What this task involves
Render the material below as a JSON list of strings, one string per line and with blank lines omitted. Begin at the line that contains "Could you kindly tag the bird's leg", stop after the line that contains "Target: wing feather", and include nothing outside that span.
* start Supplied material *
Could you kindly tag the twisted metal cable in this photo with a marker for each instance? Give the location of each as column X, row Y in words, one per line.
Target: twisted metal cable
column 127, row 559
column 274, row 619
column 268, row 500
* end Supplied material *
* start Supplied material *
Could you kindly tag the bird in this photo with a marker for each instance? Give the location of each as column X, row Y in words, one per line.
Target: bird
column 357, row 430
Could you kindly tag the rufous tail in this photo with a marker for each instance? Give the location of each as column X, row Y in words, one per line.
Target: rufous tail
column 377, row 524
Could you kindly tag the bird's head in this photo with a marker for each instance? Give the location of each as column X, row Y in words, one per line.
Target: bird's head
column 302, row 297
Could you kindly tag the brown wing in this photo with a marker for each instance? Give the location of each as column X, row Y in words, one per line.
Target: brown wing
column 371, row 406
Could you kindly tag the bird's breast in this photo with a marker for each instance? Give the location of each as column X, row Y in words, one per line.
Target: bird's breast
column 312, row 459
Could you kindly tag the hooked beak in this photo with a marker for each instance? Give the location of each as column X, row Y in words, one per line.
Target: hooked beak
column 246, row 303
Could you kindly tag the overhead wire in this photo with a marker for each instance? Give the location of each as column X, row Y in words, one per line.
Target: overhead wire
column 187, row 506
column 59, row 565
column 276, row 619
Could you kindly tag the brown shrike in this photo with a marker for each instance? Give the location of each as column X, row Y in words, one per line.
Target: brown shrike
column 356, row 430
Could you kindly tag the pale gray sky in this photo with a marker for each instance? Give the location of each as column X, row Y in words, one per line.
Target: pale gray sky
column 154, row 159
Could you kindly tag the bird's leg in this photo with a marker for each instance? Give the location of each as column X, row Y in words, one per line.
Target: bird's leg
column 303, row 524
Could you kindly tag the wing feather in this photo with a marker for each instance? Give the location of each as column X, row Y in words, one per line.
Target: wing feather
* end Supplied material *
* start Supplied material *
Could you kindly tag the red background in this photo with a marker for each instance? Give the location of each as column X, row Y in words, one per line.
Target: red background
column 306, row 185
* end Supplied material *
Complete answer
[
  "Could you kindly tag the bird's leg in this photo with a marker for each instance? Give the location of each as column X, row Y in words, one per line.",
  "Target: bird's leg",
  "column 303, row 524",
  "Could you kindly tag the wing feather in this photo with a marker for each instance? Give the location of each as column X, row Y in words, one per line.",
  "Target: wing feather"
]